» Request: Update the records below by replacing "Find every instance of" with "Locate each instance of" everywhere it occurs, keeping every other part the same.

━━━

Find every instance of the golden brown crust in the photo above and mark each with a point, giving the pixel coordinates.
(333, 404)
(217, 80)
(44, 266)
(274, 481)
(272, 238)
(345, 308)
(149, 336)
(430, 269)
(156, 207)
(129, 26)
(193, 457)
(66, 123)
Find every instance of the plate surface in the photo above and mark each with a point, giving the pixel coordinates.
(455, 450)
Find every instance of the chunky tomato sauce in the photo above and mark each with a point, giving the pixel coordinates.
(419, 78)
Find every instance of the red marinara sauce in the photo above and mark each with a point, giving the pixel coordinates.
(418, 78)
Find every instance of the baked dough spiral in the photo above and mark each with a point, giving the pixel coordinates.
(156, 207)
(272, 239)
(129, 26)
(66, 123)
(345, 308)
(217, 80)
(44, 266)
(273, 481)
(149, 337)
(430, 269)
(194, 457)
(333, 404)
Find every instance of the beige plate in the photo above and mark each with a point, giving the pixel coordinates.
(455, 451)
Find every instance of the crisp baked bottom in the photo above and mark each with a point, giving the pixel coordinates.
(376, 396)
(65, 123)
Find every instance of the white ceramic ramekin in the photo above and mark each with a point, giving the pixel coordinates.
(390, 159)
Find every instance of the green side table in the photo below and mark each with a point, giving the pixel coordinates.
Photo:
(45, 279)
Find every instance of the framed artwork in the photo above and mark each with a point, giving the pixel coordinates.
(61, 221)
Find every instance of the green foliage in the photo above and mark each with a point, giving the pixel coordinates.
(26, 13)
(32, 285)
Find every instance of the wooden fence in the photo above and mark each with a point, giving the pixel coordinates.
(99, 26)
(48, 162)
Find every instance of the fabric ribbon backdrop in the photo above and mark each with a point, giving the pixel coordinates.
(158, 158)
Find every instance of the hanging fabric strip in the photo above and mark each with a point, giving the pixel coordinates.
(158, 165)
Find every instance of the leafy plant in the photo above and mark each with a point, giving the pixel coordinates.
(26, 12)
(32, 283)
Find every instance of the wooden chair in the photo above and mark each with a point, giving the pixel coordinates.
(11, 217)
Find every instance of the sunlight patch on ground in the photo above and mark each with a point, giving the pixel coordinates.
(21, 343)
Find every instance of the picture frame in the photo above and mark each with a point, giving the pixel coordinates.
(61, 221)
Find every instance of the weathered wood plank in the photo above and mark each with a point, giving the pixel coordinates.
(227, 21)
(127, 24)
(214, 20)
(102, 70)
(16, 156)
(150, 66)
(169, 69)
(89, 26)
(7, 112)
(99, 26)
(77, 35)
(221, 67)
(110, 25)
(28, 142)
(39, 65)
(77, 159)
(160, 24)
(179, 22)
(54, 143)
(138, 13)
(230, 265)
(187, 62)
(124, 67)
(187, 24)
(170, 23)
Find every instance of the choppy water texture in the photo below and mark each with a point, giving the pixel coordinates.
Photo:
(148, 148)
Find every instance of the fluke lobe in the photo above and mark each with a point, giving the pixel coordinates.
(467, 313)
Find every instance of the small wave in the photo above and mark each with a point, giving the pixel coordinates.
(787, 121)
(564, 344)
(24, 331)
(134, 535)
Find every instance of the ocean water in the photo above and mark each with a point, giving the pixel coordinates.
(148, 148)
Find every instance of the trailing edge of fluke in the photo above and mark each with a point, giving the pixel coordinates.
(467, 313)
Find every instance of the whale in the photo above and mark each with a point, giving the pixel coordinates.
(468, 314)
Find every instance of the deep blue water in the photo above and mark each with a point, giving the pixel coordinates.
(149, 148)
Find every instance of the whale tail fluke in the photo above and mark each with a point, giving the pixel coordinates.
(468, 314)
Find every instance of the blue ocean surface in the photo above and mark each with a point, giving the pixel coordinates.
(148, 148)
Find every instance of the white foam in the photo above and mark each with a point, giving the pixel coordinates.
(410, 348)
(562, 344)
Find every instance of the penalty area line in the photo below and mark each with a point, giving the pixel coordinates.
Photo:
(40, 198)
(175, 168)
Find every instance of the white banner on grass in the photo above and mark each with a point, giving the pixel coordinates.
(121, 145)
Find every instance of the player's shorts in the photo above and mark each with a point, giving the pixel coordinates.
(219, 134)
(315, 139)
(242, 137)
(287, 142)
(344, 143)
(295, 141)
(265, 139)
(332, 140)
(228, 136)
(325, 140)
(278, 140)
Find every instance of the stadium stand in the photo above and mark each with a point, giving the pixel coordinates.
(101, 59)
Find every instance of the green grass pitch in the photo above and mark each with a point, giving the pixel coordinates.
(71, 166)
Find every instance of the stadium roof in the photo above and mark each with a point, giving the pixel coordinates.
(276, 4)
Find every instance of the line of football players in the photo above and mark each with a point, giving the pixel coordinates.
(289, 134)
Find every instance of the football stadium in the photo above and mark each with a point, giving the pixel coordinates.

━━━

» Exercise result:
Locate each instance of the golden brown crust in the photo above and mark each with a point, giving the pixel coordinates.
(333, 404)
(217, 80)
(44, 266)
(274, 481)
(272, 238)
(345, 308)
(149, 336)
(430, 269)
(156, 207)
(129, 26)
(193, 457)
(66, 123)
Locate each instance of the plate surface in the photo above and mark each with a point, giving the pixel coordinates.
(455, 450)
Locate each instance of the chunky tomato sauce in the photo above and mark each with a point, giving the pixel coordinates.
(419, 78)
Locate each instance of the red marinara sauce in the photo above and mark each with a point, giving the pixel coordinates.
(418, 78)
Locate each instance of the baked dough spiral in the photo above and mark each with a point, giving the pixel coordinates.
(156, 207)
(272, 239)
(129, 26)
(66, 123)
(345, 308)
(217, 80)
(44, 266)
(273, 481)
(149, 337)
(430, 269)
(194, 457)
(333, 404)
Locate each instance of the beige plate in the photo above and mark each with a point, giving the pixel coordinates.
(455, 451)
Locate each instance of the crisp baked bottom in the photo above and mark each with a point, giving the pixel coordinates.
(376, 396)
(65, 123)
Locate each instance of the white ceramic ramekin in the photo above and mark each with a point, giving the pixel coordinates.
(390, 159)
Locate each instance of the green side table in the photo below and mark each with a point, giving the pixel coordinates.
Photo:
(45, 279)
Locate each instance of the framed artwork in the photo above and mark each with a point, giving the pixel coordinates.
(61, 221)
Locate each instance of the green foliage in the photo above and mark each with a point, giving the pixel coordinates.
(26, 13)
(32, 285)
Locate each instance of the wooden fence in the photo above and mark each with a point, giving the pixel coordinates.
(99, 26)
(48, 162)
Locate each instance of the fabric ribbon backdrop in the photo above and mark each with a point, giving the pixel coordinates.
(158, 158)
Locate each instance of the hanging fabric strip in the photo above and mark each with a point, giving the pixel coordinates.
(158, 165)
Locate each instance of the leafy plant in the photo above and mark each with a point, giving the pixel coordinates.
(26, 12)
(32, 283)
Locate each instance of the wooden chair in the photo above and mark each with a point, giving the pixel coordinates.
(11, 217)
Locate each instance of the sunlight patch on ground in the photo above and mark each with a point, giving the pixel coordinates.
(21, 343)
Locate each instance of the picture frame in the photo above and mark each with a point, giving the pixel coordinates.
(61, 221)
Locate each instance of the weathered wood plank in the photo above and mark each with a point, giving the pixel coordinates.
(227, 21)
(127, 24)
(214, 20)
(102, 70)
(16, 156)
(150, 66)
(169, 69)
(89, 26)
(7, 112)
(99, 26)
(77, 35)
(221, 67)
(110, 25)
(28, 142)
(39, 65)
(77, 159)
(160, 24)
(179, 22)
(54, 143)
(138, 13)
(230, 265)
(187, 62)
(124, 67)
(187, 24)
(170, 23)
Locate each instance of the choppy water texture in the photo below and mark each with a point, giving the pixel coordinates.
Photo:
(148, 148)
Locate each instance of the fluke lobe in the photo above and mark each with a point, giving the pixel coordinates.
(467, 313)
Locate each instance of the small wave in the photo above and mark each with a point, giving the pixel coordinates.
(787, 121)
(564, 344)
(24, 331)
(134, 535)
Locate each instance of the ocean water in the photo above and mark each with a point, giving the pixel coordinates.
(148, 148)
Locate each instance of the trailing edge of fluke in the photo above and mark each with a point, giving the pixel coordinates.
(467, 313)
Locate each instance of the whale in the photo above and mark each with a point, giving the pixel coordinates.
(468, 314)
Locate each instance of the deep blue water in the photo above and mark each with a point, giving the pixel coordinates.
(149, 148)
Locate each instance of the whale tail fluke in the photo above and mark each with a point, giving the pixel coordinates.
(468, 314)
Locate each instance of the blue ocean surface in the photo above and mark each with a point, giving the pixel coordinates.
(148, 148)
Locate each instance of the white foam in the photo above and mark each with a point, giving the pixel coordinates.
(410, 348)
(562, 344)
Locate each instance of the penalty area line in the photo below and mark each with a point, giving the pixel coordinates.
Photo:
(40, 198)
(175, 168)
Locate each instance of the white banner on grass in the photo above and mark each with a point, giving the pixel coordinates.
(121, 145)
Locate each instance of the player's shorts in the photo above and mark each with a point, giving the pixel coordinates.
(219, 134)
(315, 139)
(242, 137)
(287, 142)
(344, 143)
(295, 141)
(265, 139)
(332, 140)
(228, 136)
(325, 140)
(278, 140)
Locate each instance of the stadium stand in the photo above and mark each with a point, giving the pixel coordinates.
(101, 59)
Locate each instance of the green grass pitch in the photo above and mark each with a point, giving the pixel coordinates.
(71, 166)
Locate each instance of the stadium roof in the photo above and mark each with a point, giving the pixel coordinates.
(276, 4)
Locate each instance of the line of football players in the photo above and mark each with a point, giving the pixel coordinates.
(289, 134)
Locate each instance of the football stadium in the photo above and mark each with a point, giving the pixel coordinates.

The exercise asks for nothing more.